- Excerpt to read:
● ● ●

In today’s video, I will be reenacting a CNN interview with three characters: CNN reporter Brian Stelter, who is bald, Kamala Harris, wearing a blue shirt, and Lydia Brown, wearing a dark blue shirt.  

Did you hear about the vice president’s blue suit this week?  If so, it all stems from a video I’m about to show you - a video that was tweeted by the Republican National Committee’s research Twitter account.  

(Kamala Harris): “I’m Kamala Harris.  My pronouns are she and her, and I’m a woman sitting at the table wearing a blue suit.”

Brian Stelter: “That little clip of Kamala Harris doing a self description during a disability rights meeting on Tuesday caused days of right wing media reaction and mockery.  S the RNC posted the tweet.  It went viral on Twitter and it inspired segments on channels like Fox News and Newsmax.  It caused so much mockery from people on the right I wondered, was there any follow-up news coverage?  Did anybody actually interview anyone who was in the room?  Does anybody actually know what this story was all about?  So we decided to book somebody who was there - an attendee at this event marking the anniversary of the Americans with Disabilities Act.  Let’s go ahead and bring them in now.  Lydia Brown was in the room.  They are the director of policy, advocacy, and external affairs for the Autistic Women and Non-binary Network.  Lydia, welcome to the program.  I love the blue suit.”

● ● ●

- Image-grounded pointing entries:
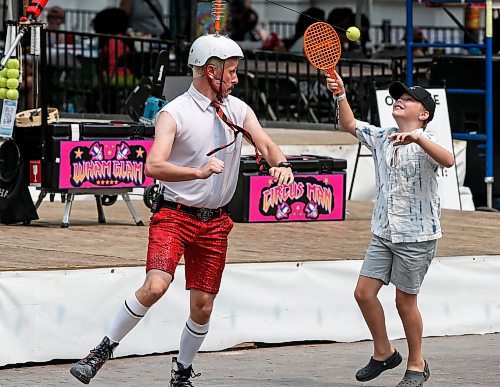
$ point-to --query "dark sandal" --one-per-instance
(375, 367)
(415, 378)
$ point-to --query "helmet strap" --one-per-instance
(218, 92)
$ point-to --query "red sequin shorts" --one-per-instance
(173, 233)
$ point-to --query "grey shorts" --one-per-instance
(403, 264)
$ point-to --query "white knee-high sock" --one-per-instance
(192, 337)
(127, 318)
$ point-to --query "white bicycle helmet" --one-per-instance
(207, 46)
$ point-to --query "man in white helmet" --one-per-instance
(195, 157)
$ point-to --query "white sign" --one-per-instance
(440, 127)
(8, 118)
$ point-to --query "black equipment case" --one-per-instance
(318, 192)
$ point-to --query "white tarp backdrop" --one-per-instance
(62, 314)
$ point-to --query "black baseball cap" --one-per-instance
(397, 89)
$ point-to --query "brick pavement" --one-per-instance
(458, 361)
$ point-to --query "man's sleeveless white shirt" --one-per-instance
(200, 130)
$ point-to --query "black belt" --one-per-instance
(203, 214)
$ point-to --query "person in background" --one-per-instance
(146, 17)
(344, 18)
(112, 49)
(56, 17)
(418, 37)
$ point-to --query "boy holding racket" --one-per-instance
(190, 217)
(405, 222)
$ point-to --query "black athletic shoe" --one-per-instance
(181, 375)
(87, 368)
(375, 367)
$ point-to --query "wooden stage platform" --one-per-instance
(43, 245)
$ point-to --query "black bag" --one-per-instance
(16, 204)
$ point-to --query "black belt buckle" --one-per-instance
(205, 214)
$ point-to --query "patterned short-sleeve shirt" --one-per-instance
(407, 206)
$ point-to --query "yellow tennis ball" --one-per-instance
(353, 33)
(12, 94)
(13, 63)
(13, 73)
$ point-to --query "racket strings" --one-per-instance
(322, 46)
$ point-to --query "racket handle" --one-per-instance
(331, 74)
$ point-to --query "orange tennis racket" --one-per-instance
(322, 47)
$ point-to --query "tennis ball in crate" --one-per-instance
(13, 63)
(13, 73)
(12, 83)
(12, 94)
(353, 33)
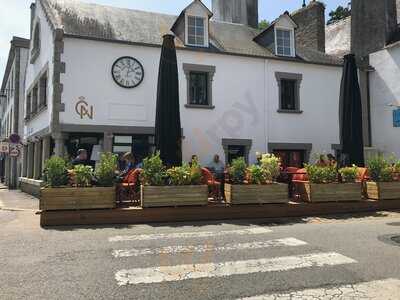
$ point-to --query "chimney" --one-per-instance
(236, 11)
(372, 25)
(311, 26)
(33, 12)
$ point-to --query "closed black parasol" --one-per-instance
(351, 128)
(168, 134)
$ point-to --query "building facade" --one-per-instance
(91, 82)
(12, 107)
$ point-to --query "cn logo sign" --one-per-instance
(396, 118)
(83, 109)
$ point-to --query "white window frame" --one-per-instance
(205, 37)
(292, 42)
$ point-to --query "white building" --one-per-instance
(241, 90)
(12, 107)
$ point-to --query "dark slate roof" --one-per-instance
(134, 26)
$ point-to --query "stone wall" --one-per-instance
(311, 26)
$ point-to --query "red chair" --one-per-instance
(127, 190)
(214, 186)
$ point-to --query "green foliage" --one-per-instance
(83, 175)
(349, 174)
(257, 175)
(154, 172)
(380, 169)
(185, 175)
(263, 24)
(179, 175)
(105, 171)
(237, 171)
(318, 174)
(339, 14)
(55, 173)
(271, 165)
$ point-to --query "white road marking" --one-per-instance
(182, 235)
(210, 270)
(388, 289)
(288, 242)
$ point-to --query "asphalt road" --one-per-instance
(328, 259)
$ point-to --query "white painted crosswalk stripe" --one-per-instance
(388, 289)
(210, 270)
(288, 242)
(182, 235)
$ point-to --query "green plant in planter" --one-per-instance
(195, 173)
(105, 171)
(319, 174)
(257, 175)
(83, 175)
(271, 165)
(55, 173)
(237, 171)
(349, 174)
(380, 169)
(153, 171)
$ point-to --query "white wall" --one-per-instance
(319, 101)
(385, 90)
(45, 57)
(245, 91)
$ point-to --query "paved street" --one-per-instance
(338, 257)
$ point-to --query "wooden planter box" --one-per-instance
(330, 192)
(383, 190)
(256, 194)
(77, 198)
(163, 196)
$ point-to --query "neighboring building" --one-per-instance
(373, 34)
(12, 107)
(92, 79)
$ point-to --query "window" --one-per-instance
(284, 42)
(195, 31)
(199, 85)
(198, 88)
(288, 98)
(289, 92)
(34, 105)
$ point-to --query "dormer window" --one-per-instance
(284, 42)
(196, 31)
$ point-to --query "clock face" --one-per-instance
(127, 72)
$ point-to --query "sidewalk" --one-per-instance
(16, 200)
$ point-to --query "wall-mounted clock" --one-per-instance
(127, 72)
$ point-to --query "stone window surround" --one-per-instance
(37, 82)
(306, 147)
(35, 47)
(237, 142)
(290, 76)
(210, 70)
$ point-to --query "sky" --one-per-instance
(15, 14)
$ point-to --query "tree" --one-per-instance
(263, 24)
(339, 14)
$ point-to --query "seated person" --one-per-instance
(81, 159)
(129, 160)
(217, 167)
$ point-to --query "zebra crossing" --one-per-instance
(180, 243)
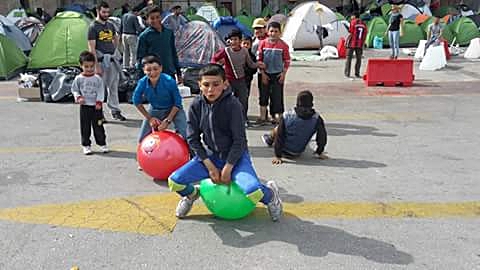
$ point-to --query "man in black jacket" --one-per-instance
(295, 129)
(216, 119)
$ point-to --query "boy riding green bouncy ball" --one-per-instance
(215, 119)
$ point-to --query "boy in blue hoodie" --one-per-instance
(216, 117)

● ● ●

- What is required:
Reproduce the stretch of the CNN interview excerpt from "In today’s video, I" through "research Twitter account.", swapping "blue suit" for "green suit".

- Task result:
In today’s video, I will be reenacting a CNN interview with three characters: CNN reporter Brian Stelter, who is bald, Kamala Harris, wearing a blue shirt, and Lydia Brown, wearing a dark blue shirt.  

Did you hear about the vice president’s green suit this week?  If so, it all stems from a video I’m about to show you - a video that was tweeted by the Republican National Committee’s research Twitter account.